── SOURCE DATA
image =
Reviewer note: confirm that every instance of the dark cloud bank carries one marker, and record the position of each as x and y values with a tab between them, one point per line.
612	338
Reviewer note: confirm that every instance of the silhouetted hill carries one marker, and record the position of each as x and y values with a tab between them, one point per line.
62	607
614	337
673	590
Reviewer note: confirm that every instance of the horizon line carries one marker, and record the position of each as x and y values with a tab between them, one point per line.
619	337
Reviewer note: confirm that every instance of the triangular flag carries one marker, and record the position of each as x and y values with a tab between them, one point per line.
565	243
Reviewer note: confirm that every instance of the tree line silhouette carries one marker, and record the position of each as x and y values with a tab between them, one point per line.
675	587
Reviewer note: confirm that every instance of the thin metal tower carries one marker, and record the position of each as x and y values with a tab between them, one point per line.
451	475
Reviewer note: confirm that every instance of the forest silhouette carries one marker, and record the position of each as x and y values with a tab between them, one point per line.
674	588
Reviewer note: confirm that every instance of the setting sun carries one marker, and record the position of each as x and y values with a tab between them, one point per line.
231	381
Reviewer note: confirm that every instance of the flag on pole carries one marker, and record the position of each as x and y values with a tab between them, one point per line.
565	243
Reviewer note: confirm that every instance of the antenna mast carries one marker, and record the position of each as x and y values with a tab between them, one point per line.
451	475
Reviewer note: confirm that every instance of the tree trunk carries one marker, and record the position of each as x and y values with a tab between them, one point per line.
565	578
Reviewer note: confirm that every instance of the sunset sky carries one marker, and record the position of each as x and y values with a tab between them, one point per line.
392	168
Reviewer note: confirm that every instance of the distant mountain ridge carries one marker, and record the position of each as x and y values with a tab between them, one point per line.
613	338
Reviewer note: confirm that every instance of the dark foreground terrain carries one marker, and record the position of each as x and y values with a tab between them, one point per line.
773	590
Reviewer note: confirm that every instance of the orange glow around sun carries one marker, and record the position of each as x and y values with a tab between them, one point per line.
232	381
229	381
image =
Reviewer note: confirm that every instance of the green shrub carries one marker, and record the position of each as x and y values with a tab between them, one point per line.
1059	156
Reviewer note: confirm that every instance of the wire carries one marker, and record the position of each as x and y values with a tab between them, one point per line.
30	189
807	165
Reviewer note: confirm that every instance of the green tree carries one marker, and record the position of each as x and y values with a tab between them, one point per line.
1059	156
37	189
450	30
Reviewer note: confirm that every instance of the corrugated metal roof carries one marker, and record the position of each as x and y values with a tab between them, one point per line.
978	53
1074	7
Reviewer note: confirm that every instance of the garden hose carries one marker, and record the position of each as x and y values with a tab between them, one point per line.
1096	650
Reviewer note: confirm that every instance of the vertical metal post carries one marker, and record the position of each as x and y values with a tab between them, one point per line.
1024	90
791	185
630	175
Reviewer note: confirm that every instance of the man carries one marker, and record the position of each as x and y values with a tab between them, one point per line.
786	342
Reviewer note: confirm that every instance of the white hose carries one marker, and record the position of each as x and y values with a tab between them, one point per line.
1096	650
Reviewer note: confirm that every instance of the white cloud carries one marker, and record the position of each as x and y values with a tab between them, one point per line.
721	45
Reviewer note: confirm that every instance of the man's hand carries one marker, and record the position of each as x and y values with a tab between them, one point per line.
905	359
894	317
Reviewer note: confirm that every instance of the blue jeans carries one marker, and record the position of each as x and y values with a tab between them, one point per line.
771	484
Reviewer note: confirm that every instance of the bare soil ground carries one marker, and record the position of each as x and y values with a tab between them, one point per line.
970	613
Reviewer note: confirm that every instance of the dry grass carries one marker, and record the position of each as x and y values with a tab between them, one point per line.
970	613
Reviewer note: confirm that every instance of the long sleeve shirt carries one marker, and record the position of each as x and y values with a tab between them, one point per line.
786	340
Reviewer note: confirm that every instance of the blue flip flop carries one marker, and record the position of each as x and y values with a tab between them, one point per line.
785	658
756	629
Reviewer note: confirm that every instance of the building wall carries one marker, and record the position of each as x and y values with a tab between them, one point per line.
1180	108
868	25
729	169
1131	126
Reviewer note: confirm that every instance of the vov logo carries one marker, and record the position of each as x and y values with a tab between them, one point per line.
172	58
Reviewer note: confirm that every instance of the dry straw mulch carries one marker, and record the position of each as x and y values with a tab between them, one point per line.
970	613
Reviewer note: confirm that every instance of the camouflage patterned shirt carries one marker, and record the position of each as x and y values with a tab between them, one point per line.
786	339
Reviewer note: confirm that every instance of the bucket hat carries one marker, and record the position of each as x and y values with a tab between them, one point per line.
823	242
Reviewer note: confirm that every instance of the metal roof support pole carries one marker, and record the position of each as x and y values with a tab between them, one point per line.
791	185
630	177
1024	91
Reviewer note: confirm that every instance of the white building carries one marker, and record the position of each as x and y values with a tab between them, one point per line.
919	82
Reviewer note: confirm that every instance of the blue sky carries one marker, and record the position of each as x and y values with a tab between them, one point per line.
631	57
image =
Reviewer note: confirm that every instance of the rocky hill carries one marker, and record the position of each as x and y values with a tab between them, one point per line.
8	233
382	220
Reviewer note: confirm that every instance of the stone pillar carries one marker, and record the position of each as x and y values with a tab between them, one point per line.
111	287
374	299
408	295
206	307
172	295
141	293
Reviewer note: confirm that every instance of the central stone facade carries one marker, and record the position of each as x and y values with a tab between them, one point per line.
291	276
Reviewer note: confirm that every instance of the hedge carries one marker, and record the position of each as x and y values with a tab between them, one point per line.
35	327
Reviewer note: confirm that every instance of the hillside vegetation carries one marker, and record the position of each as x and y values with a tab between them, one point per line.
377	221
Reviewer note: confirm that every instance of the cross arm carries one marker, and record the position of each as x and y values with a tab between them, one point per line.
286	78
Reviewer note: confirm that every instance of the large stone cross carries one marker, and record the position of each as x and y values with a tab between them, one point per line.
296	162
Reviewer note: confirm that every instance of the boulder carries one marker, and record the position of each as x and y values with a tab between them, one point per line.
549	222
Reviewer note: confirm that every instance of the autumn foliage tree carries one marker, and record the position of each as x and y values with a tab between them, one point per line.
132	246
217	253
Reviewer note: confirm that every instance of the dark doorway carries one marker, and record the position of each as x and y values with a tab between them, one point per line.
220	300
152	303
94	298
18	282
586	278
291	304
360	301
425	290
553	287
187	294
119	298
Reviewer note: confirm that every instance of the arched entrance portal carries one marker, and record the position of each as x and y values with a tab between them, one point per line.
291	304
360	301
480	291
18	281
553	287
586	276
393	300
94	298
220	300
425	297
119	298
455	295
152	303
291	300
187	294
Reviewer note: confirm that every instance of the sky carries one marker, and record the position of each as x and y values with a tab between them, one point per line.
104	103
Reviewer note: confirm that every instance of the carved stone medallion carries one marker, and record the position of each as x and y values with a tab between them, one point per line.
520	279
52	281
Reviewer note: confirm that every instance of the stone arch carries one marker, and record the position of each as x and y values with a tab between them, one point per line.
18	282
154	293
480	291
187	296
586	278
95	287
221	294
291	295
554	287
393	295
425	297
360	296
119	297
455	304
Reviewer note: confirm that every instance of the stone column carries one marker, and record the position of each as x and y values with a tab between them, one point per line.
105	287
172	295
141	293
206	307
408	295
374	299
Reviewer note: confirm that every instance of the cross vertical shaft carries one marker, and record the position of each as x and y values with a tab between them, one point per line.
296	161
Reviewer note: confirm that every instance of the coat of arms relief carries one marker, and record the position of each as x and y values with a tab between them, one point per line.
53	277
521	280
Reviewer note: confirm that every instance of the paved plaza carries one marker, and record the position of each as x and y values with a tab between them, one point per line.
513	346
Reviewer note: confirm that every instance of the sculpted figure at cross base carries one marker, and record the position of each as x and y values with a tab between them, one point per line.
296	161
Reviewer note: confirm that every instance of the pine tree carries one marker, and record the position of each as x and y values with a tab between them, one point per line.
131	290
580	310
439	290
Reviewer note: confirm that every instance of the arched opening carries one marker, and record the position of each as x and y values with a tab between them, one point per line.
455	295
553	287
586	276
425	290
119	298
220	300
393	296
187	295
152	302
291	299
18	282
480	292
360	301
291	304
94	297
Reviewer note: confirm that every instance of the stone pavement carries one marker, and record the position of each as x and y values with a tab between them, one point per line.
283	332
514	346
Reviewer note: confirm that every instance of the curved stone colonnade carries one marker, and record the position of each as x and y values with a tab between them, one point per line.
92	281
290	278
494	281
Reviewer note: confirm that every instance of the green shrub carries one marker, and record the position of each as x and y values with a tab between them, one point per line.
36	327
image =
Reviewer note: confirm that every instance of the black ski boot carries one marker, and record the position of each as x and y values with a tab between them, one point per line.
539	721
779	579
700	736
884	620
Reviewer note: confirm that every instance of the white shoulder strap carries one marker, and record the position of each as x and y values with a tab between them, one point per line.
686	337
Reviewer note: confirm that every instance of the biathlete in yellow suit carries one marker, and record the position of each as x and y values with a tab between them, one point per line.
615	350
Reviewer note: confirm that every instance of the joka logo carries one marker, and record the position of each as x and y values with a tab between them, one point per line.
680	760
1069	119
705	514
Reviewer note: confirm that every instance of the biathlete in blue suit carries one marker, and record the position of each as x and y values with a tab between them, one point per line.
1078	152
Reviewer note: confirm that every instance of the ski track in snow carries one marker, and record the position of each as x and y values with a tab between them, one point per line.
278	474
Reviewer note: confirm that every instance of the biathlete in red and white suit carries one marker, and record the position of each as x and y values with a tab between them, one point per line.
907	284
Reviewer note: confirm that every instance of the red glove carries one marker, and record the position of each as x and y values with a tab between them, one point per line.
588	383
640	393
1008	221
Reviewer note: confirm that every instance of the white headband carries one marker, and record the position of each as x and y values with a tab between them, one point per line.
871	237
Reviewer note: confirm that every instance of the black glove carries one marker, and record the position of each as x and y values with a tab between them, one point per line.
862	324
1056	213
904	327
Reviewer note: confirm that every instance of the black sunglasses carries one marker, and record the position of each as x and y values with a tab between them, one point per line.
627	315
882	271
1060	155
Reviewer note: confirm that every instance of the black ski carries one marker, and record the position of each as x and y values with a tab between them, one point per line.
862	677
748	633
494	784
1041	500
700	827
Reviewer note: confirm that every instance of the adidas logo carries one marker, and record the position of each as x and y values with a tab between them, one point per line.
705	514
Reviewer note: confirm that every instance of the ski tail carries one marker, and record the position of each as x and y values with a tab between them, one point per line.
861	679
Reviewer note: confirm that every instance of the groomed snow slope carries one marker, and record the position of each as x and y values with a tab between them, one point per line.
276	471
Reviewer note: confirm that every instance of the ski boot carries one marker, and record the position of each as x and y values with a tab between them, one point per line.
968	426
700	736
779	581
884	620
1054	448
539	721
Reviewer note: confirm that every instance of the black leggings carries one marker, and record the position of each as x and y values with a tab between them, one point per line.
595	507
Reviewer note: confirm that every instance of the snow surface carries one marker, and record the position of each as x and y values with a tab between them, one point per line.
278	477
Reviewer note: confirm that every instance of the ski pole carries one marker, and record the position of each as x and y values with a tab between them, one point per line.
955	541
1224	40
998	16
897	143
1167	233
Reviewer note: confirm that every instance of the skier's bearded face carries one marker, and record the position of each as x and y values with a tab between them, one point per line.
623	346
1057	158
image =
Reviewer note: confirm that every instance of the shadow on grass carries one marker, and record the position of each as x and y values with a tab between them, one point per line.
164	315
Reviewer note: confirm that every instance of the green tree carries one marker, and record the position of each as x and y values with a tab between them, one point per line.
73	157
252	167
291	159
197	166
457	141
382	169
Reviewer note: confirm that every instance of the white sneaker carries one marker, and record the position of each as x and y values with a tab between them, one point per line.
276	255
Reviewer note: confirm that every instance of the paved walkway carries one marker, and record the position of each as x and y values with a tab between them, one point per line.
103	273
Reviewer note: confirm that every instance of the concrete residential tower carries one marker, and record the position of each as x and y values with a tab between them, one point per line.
────
* WORK ORDER:
Write out exactly the lines from the line with "Reviewer note: confirm that every instance of the paved walkway" to the close of the listing above, including both of those lines.

* FINAL ANSWER:
Reviewer note: confirm that every instance of the paved walkway carries one marker, and record the position of each as x and y values with a tab between them, one point per line.
103	273
Reviewer note: confirm that every instance of the concrete residential tower carries one marker, and record the position of each as x and y values with a tab between them, one point per line.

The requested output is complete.